• [TEXTE À LIRE]:
****************************************

V. Le Tribunal conserve sa compétence
[41] La formation conserve sa compétence relativement à toutes ses ordonnances d’indemnisation, y compris l’ordonnance contenue dans la présente décision sur requête, et elle réévaluera ce maintien de compétence au besoin, en fonction de l’évolution du dossier ou une fois que les demandes individuelles d’indemnité auront été réglées.
[42] La formation demeure compétente à l’égard de toute autre question soulevée dans ce dossier.
Signée par
Présidente de la formation
Membre du Tribunal
Ottawa (Ontario)
Le
Tribunal canadien des droits de la personne
Parties au dossier
Dossier du tribunal :
Intitulé de la cause :
Date de la
Requête traitée par écrit sans comparutions des parties
Représentations écrites par :
Annexe A
Dans la décision 2023 TCDP 44, le Tribunal a apporté des précisions quant à la décision sur requête 2021 TCDP 7.

****************************************

• [EXTRAIT DE LA SOURCE]:
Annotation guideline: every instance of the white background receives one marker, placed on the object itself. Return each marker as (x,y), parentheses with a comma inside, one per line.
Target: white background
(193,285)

****************************************

• [CONSIGNES DE L'EXERCICE]:
1. Recopiez le passage de la décision du Tribunal qui va de « [42] La formation » à « Ottawa (Ontario) ».
2. Indiquez si chacun des énoncés suivants concorde avec la décision du Tribunal en répondant par oui ou par non, et citez les mots du texte qui le justifient.
(a) La formation conserve sa compétence relativement à toutes ses ordonnances d’indemnisation.
(b) La requête a été traitée lors d’une audience où les parties ont comparu.
(c) La décision 2023 TCDP 44 a apporté des précisions sur la décision sur requête 2021 TCDP 7.

• [CORRIGÉ DES EXERCICES]:
1.
[42] La formation demeure compétente à l’égard de toute autre question soulevée dans ce dossier.
Signée par
Présidente de la formation
Membre du Tribunal
Ottawa (Ontario)

2.
(a) Oui : « La formation conserve sa compétence relativement à toutes ses ordonnances d’indemnisation ».
(b) Non : « Requête traitée par écrit sans comparutions des parties ».
(c) Oui : « Dans la décision 2023 TCDP 44, le Tribunal a apporté des précisions quant à la décision sur requête 2021 TCDP 7 ».